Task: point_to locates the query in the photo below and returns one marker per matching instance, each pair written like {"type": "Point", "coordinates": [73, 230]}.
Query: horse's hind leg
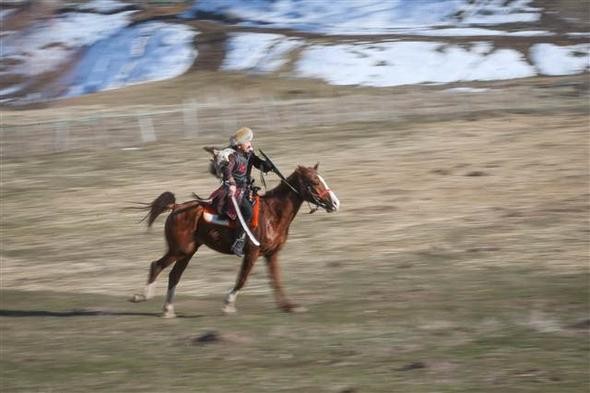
{"type": "Point", "coordinates": [173, 279]}
{"type": "Point", "coordinates": [156, 268]}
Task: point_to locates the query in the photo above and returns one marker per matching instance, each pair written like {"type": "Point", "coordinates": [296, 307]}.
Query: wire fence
{"type": "Point", "coordinates": [85, 128]}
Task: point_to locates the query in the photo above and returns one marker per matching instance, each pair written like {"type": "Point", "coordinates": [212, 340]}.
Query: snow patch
{"type": "Point", "coordinates": [147, 52]}
{"type": "Point", "coordinates": [258, 52]}
{"type": "Point", "coordinates": [551, 59]}
{"type": "Point", "coordinates": [49, 44]}
{"type": "Point", "coordinates": [104, 6]}
{"type": "Point", "coordinates": [467, 90]}
{"type": "Point", "coordinates": [366, 16]}
{"type": "Point", "coordinates": [412, 62]}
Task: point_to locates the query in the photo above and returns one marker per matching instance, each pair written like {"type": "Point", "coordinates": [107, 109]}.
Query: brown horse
{"type": "Point", "coordinates": [186, 230]}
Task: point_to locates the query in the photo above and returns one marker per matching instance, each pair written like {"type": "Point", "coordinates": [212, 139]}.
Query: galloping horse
{"type": "Point", "coordinates": [186, 230]}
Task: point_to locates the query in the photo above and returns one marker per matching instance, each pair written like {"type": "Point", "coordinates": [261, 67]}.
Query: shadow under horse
{"type": "Point", "coordinates": [186, 231]}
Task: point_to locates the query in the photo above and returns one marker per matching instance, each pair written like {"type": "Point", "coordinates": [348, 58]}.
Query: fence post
{"type": "Point", "coordinates": [190, 117]}
{"type": "Point", "coordinates": [147, 128]}
{"type": "Point", "coordinates": [62, 131]}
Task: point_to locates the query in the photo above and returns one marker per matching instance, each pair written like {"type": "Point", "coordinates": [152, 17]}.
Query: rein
{"type": "Point", "coordinates": [317, 199]}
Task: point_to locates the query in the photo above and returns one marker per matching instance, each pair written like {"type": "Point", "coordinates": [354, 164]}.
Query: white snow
{"type": "Point", "coordinates": [103, 6]}
{"type": "Point", "coordinates": [258, 52]}
{"type": "Point", "coordinates": [367, 16]}
{"type": "Point", "coordinates": [401, 63]}
{"type": "Point", "coordinates": [146, 52]}
{"type": "Point", "coordinates": [467, 90]}
{"type": "Point", "coordinates": [472, 31]}
{"type": "Point", "coordinates": [552, 59]}
{"type": "Point", "coordinates": [49, 44]}
{"type": "Point", "coordinates": [5, 13]}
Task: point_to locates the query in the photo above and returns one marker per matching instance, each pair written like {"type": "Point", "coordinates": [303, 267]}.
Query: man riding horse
{"type": "Point", "coordinates": [236, 170]}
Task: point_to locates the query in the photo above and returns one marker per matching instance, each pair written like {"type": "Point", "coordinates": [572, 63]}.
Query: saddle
{"type": "Point", "coordinates": [212, 216]}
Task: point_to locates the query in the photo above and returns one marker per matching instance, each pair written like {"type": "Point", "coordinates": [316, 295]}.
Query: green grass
{"type": "Point", "coordinates": [471, 331]}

● **YOUR INSTRUCTIONS**: Each of the entries above must be output exactly, with none of the pictures.

● **RESULT BELOW**:
Task: point_to locates the query in the photo below and returns one marker per matching instance, each pair written like {"type": "Point", "coordinates": [73, 230]}.
Query: horse's hind leg
{"type": "Point", "coordinates": [173, 279]}
{"type": "Point", "coordinates": [156, 268]}
Task: point_to locates the query in the photo above and returns one marker per matching instance, each pair written like {"type": "Point", "coordinates": [296, 307]}.
Query: wire fence
{"type": "Point", "coordinates": [85, 128]}
Task: point_to locates the query in the photo above and returns one marker per matching instance, each pair written like {"type": "Point", "coordinates": [212, 340]}.
Query: snow patch
{"type": "Point", "coordinates": [147, 52]}
{"type": "Point", "coordinates": [258, 52]}
{"type": "Point", "coordinates": [551, 59]}
{"type": "Point", "coordinates": [49, 44]}
{"type": "Point", "coordinates": [104, 6]}
{"type": "Point", "coordinates": [467, 90]}
{"type": "Point", "coordinates": [366, 16]}
{"type": "Point", "coordinates": [412, 62]}
Task: point_to locates the query in the photo above and returns one marker per matching instance, each pair written like {"type": "Point", "coordinates": [107, 109]}.
Query: brown horse
{"type": "Point", "coordinates": [186, 230]}
Task: point_to locates the query in the photo above and returns one marker per matching instance, each pair written like {"type": "Point", "coordinates": [212, 139]}.
Query: galloping horse
{"type": "Point", "coordinates": [186, 230]}
Task: point_to locates the query in the photo above and returns one marker per matching instance, each pair written like {"type": "Point", "coordinates": [261, 67]}.
Query: shadow under horse
{"type": "Point", "coordinates": [186, 231]}
Task: point_to locates the query in the photo above and returns one marker per matching instance, each pair written like {"type": "Point", "coordinates": [348, 58]}.
Query: fence post
{"type": "Point", "coordinates": [190, 117]}
{"type": "Point", "coordinates": [147, 128]}
{"type": "Point", "coordinates": [62, 131]}
Task: point_to locates the query in the photo above and returns one marker per matching instance, each pair written like {"type": "Point", "coordinates": [152, 17]}.
Query: rein
{"type": "Point", "coordinates": [317, 199]}
Task: point_to locates the query in the photo above and returns one marker per matching instance, each pair written like {"type": "Point", "coordinates": [354, 164]}.
Query: white snow
{"type": "Point", "coordinates": [103, 6]}
{"type": "Point", "coordinates": [258, 52]}
{"type": "Point", "coordinates": [367, 16]}
{"type": "Point", "coordinates": [401, 63]}
{"type": "Point", "coordinates": [146, 52]}
{"type": "Point", "coordinates": [467, 90]}
{"type": "Point", "coordinates": [472, 31]}
{"type": "Point", "coordinates": [552, 59]}
{"type": "Point", "coordinates": [49, 44]}
{"type": "Point", "coordinates": [5, 13]}
Task: point_to locates the query in the photo above and returns one marker per matching instance, each pair written like {"type": "Point", "coordinates": [303, 267]}.
Query: man riding horse
{"type": "Point", "coordinates": [236, 170]}
Task: point_to locates the query in the photo above and returns one marker per matching instance, each pair written like {"type": "Point", "coordinates": [572, 63]}.
Query: saddle
{"type": "Point", "coordinates": [212, 216]}
Task: point_to locates the query in the photo above and returns one marker per matching instance, each pair written like {"type": "Point", "coordinates": [316, 295]}.
Query: green grass
{"type": "Point", "coordinates": [471, 331]}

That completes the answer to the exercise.